# Start of Data for this exercise
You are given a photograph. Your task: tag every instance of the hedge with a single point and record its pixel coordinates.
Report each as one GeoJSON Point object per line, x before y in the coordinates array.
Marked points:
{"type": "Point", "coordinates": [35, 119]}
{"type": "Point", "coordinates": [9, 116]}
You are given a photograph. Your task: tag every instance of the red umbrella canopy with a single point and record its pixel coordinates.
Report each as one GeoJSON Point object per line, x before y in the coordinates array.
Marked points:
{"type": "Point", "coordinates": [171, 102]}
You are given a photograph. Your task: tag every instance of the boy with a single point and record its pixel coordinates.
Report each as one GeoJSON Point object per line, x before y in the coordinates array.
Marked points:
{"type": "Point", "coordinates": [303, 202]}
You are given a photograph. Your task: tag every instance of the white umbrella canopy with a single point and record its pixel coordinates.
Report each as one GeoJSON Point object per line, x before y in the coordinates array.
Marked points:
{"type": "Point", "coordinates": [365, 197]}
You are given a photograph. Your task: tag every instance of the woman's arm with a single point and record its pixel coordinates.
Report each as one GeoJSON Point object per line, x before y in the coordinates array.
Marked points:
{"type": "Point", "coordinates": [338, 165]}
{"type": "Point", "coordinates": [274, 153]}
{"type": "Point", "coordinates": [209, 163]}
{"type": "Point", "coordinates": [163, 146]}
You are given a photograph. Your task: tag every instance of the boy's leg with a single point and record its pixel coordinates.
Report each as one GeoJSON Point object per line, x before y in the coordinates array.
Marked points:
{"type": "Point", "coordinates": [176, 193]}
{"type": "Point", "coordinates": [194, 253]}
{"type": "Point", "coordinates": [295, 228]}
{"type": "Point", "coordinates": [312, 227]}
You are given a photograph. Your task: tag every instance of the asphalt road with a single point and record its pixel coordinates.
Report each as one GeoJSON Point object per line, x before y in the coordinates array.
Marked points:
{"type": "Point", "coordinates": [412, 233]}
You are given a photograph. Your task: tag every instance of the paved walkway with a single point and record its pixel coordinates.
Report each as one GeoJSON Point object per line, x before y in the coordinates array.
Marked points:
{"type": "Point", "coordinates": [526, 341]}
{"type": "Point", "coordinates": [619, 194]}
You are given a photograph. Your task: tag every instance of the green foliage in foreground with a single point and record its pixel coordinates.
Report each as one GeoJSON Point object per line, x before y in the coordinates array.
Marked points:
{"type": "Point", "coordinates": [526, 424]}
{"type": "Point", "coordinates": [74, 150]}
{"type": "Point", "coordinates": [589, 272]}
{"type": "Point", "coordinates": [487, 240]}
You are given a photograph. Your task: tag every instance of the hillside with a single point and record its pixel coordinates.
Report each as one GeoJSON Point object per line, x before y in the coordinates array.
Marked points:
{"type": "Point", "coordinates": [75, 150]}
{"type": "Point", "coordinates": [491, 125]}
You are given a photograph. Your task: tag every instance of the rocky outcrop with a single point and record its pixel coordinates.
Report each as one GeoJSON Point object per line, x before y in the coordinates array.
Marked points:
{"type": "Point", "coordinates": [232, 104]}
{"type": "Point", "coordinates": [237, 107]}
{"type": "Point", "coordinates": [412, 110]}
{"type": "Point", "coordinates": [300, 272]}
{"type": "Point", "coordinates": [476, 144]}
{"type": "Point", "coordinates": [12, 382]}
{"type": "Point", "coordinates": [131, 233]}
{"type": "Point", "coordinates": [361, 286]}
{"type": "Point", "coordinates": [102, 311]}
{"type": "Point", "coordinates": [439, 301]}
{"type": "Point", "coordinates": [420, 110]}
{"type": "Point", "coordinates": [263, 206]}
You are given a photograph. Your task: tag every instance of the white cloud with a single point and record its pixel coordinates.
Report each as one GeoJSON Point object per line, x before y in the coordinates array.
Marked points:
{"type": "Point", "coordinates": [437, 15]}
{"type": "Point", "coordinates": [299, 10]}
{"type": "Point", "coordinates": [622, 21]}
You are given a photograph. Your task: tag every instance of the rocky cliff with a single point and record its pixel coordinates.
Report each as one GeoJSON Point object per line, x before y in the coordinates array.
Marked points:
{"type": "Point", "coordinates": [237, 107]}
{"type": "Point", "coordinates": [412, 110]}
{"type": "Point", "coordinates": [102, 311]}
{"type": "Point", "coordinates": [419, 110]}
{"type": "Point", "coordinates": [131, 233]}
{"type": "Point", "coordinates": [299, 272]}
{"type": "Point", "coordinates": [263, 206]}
# End of Data for this exercise
▶ _To be done_: Repeat exactly, and only, the lines from the one containing "the white cloud" through the end of the material.

▶ _Output of the task_:
You are given a photograph. Your task: tag every instance of the white cloud with a single point and record its pixel coordinates.
Report each as one GeoJSON Point object per line, x before y in the coordinates array.
Marked points:
{"type": "Point", "coordinates": [437, 15]}
{"type": "Point", "coordinates": [299, 10]}
{"type": "Point", "coordinates": [622, 21]}
You are given a photograph. Your task: tag every instance of the rocky cliff with a single point and record its pixel coordinates.
Report each as one GeoJSON Point object per line, x before y in the coordinates array.
Marked points:
{"type": "Point", "coordinates": [237, 107]}
{"type": "Point", "coordinates": [412, 110]}
{"type": "Point", "coordinates": [102, 311]}
{"type": "Point", "coordinates": [419, 110]}
{"type": "Point", "coordinates": [131, 233]}
{"type": "Point", "coordinates": [299, 272]}
{"type": "Point", "coordinates": [263, 206]}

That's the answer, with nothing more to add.